# WORK REQUIRED
Output each line exactly as it appears, skipping any embedded picture.

= = = = = = =

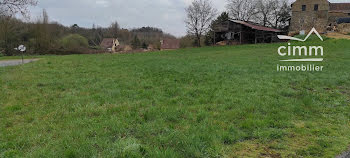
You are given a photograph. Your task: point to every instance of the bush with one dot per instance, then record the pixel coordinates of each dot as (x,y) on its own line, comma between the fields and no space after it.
(74,42)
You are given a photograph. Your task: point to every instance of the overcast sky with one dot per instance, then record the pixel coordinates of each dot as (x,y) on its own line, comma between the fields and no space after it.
(168,15)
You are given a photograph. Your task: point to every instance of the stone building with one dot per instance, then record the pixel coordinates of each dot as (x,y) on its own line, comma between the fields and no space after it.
(320,14)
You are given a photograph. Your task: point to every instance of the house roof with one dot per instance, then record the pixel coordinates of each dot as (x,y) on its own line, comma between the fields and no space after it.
(107,43)
(339,7)
(170,44)
(256,27)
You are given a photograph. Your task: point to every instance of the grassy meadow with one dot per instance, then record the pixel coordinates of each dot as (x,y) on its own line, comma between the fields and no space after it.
(203,102)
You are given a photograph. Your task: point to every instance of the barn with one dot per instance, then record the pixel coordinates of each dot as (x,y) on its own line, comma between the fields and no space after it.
(169,44)
(243,32)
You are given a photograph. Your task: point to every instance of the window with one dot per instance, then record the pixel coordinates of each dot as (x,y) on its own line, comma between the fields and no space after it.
(303,7)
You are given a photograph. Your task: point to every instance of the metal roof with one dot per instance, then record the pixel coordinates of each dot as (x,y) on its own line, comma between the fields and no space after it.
(256,27)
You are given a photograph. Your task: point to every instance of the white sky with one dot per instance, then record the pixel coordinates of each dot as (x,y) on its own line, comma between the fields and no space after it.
(169,15)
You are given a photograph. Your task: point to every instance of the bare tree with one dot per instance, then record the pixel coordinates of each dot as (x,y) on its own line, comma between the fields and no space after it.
(265,11)
(243,10)
(15,6)
(199,16)
(273,13)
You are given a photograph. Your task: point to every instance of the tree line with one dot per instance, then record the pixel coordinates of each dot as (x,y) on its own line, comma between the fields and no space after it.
(45,37)
(201,17)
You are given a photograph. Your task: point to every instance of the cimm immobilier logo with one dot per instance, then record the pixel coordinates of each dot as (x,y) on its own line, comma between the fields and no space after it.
(301,54)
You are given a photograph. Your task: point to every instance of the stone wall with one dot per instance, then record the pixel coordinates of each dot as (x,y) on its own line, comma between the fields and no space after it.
(306,20)
(333,16)
(343,28)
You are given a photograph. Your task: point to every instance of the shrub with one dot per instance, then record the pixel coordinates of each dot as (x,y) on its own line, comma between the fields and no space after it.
(74,42)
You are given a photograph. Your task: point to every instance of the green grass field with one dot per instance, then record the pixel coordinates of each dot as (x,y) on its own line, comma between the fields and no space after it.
(204,102)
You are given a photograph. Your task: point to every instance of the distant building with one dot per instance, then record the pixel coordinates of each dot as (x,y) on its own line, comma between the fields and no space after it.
(320,14)
(110,44)
(243,32)
(169,44)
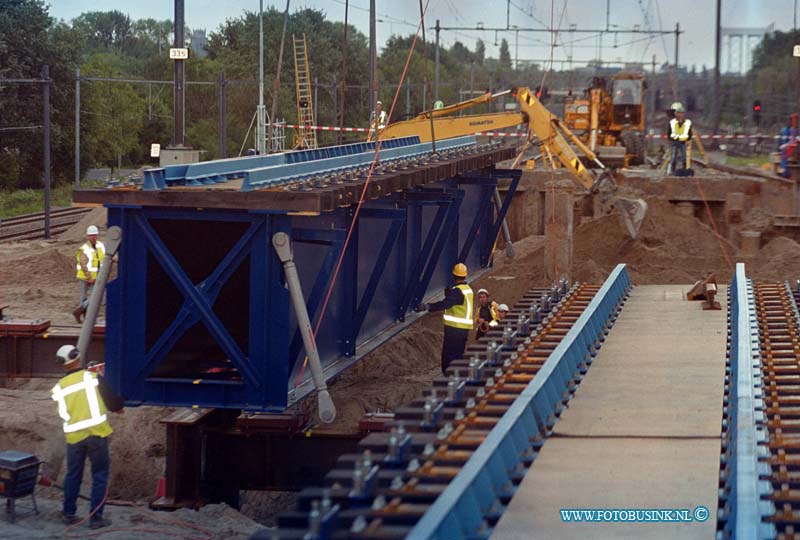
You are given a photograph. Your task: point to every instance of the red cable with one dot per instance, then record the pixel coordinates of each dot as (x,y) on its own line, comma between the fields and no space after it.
(378,143)
(713,222)
(174,522)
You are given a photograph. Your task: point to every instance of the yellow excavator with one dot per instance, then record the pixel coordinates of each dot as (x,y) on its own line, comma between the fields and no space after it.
(544,129)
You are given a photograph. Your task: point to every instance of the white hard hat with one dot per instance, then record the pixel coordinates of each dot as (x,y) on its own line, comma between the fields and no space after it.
(67,353)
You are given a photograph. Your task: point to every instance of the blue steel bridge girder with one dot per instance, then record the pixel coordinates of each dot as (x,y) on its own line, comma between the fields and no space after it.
(199,313)
(488,184)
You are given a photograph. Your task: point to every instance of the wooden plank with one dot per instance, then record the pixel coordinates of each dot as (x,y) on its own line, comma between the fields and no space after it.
(314,201)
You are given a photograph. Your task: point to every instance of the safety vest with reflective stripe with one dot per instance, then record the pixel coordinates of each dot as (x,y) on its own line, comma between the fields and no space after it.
(680,132)
(81,407)
(460,315)
(95,255)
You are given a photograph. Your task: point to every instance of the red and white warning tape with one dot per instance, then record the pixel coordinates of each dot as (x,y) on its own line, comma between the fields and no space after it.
(522,133)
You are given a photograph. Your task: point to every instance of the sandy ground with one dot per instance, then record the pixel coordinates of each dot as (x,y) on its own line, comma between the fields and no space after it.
(37,279)
(212,522)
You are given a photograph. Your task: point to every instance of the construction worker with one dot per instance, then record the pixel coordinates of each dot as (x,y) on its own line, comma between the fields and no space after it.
(502,312)
(487,314)
(457,306)
(680,132)
(88,259)
(83,399)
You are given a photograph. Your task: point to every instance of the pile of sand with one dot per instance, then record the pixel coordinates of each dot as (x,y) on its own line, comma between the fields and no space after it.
(212,522)
(30,423)
(77,233)
(38,280)
(778,260)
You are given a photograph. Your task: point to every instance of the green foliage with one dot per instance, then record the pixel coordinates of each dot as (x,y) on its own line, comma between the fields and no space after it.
(29,38)
(121,120)
(505,55)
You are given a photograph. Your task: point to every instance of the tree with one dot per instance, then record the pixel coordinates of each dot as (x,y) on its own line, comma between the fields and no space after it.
(480,52)
(505,55)
(116,113)
(105,30)
(30,38)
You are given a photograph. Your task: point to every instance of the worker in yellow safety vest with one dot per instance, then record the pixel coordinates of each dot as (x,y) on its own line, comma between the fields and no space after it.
(458,317)
(83,400)
(487,314)
(87,262)
(680,132)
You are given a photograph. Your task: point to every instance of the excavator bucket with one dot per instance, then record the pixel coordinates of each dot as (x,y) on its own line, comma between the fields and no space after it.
(632,212)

= = = = = = =

# TASK OUTPUT
You are given a photograph. Your task: point to every instance of the bush with one dot per instance, then record the pixel coordinates of each dot as (x,y) on its own line, comma between the fields and no space after it.
(74,42)
You are given a photograph. Your task: point to every instance of the overcast sky with one dot per instance, then record the pixel coordinates of each dot as (x,y) on its own line, comma between the fields and no space after it.
(168,15)
You are given a photograph. Your task: point to every instance of the stone building with one dot per instance, then record the pixel coordinates of each dot as (x,y) on its own line, comma between the fields and no space after it.
(320,14)
You are given a photograph. Your task: point to every instance of the house roof with one dot per instance, then record the pixel coordinates of each dot as (x,y) on its own line, comma between the fields and no space after it.
(107,43)
(339,7)
(170,44)
(256,27)
You are given a photograph. Your task: point to every instance of the grassy meadow with one dot per instance, then record the pixel coordinates of each dot as (x,y) on its own line, comma between the fields and no space after it.
(203,102)
You are given a photograph. Your task: point to every instance of the barn with one dot per instance, then record the pixel coordinates of each dot as (x,y) on its own line, comma between the fields and no space after it.
(169,44)
(243,32)
You are given a photograph. Your task: point to every instance of the window with one dot per instance, then record the pixel coordinates of each dot as (x,y) on its own line, comma between the fields and no space after it.
(303,7)
You are given a photograph. Your task: point to every instance of the metal roof with one dot per instance, then record the pixel coordinates of each dot as (x,y) on its own line, comma between the fields and no space after it.
(256,27)
You are given a photograph. Your task: point to every instance of the white sky with one dot per instance, then record the pixel coordinates of each dot as (x,y) on its own line, comma between the fields and no space after it.
(169,15)
You are given a photograph. Your task: point to every instance of the bare tree with one dot per instance, then record the pixel coordinates of each dot as (x,y) on its own line, comma between the fields and no space after it.
(265,11)
(243,10)
(15,6)
(199,16)
(273,13)
You are given a photograph. Your task: point to every instance of the tree line with one dot per instance, then record the pixel coordinates of each dot as (x,y) on its own line, comma between the fields and no space after it.
(45,37)
(201,17)
You are given a photograph. Your task: point to every instance of the cimm immobilier logo with one dot per instance, then record the pixel coordinates of each dot as (x,y) on its own line, comma between the fields and no space after it.
(301,54)
You are given a photograph. Your task: point to every instance of the stone wall with one dot per instance, then record the pixel coordinates of each dot as (x,y) on its own line, comma between the fields and no space after it.
(306,20)
(333,16)
(343,28)
You are given a photograph. Your task: point to every instance of the shrub with one dot per instance, then record the pixel coordinates of each dot as (x,y) on its own line, comma between the fields and no space after it.
(74,42)
You are given a photograph. Your task: point to every instance of the green grass field with one dot per instance, then record the pixel coordinates of each dot as (x,y) on its own line, comma between the fields and no space after it.
(204,102)
You are given a photograph. Your task: point to every instance of the distant building with one dot per instance, then record the pixel coordinates of each dot as (x,y) on its own line, comma between the fields and no space after it.
(320,14)
(110,44)
(243,32)
(169,44)
You are given a photograph. Your task: point to every instance of the red cable with one dot per instance, then record the pixel coordinates of each dot as (x,y) on its own line, comma between the fields and no space after it.
(378,143)
(713,222)
(174,522)
You are given a photograph. Your task: point to every instance of the yellow excavator with one dot per instance, then record the pixel coordinates of each dot as (x,y) on its own line, comma between the fields and no space after it.
(544,129)
You are given a photograph. Your task: point to every instance of the white hard hat with one dot per instance, then record the pixel coordinates of each dot as (x,y) on its own line, comma between the fields and no space after it.
(67,353)
You are given a photograph. Your task: point to every instance of the blue steel bridge girder with one dot per instance, then record the pixel coordinates of each dot as (x,y) on its own line, comma between the fields and no space after it.
(199,313)
(488,184)
You are given a photograph. Your task: point to every instance of the wooden plank with one dot per instance, then record the pixel coordinates of each dot as (x,y) on its own line, comma between the fields and no space after it.
(314,201)
You are given a photograph. Your task: point to every instance of the safety vest with reflective stripe with one dot per instance, then record the pixel coordinates of each dot as (x,y) on its own line, comma between the fields and no space after it.
(680,132)
(81,407)
(460,315)
(95,255)
You are given a photograph. Your task: point to every instance of the red and white warning tape with one dot per instance, then record the pixel coordinates of each dot as (x,y) on its own line, comma between the fields and no space after it.
(522,133)
You are given a photograph. Your task: point to every instance of the sandy ground with one dot per instance, then record the pixel coordinates of each dot as (x,y) on its own line, comma between the fields and no space after it.
(37,279)
(212,522)
You are given a photograph. Your task: point to every instance of the construction worker with one dot per instance, then record the pixel coordinates of each dot as (x,y) on its own line, comma between the fields and no space after it.
(502,312)
(487,314)
(457,306)
(680,132)
(88,259)
(83,399)
You are given a photograph. Your task: point to every instance of the pile of sand with one dot per instance, then record the pixel coordinates of each dot as (x,y) on its own line, comma between the fields and no space after it.
(212,522)
(30,423)
(77,233)
(38,280)
(778,260)
You are given a photograph. Your task: point to every instance of the green foliage with one dot per instance, then record the pixel coordinates of each dot as (x,y) on its own line, comma between the fields and no space after it.
(29,38)
(121,120)
(505,55)
You are given a photograph. Your task: point to every instance of the tree with one dot per instance, then record the pixel coordinates of each dot as (x,y) on its own line, comma between the fields and no space after it.
(480,52)
(505,55)
(116,113)
(105,30)
(30,38)
You are given a photograph. Your task: point to every instance of the worker in yellow safety vest with one dot per instance, then record the pixel coordinates of each dot as (x,y) on its own line, comma between the fields and no space after it.
(458,317)
(83,400)
(487,314)
(87,262)
(680,132)
You are given a photograph. Your task: point to every instance of the excavator bucket with one dot per instance, then record the pixel coordinates of each dot as (x,y) on its own line, comma between the fields and no space after it.
(632,212)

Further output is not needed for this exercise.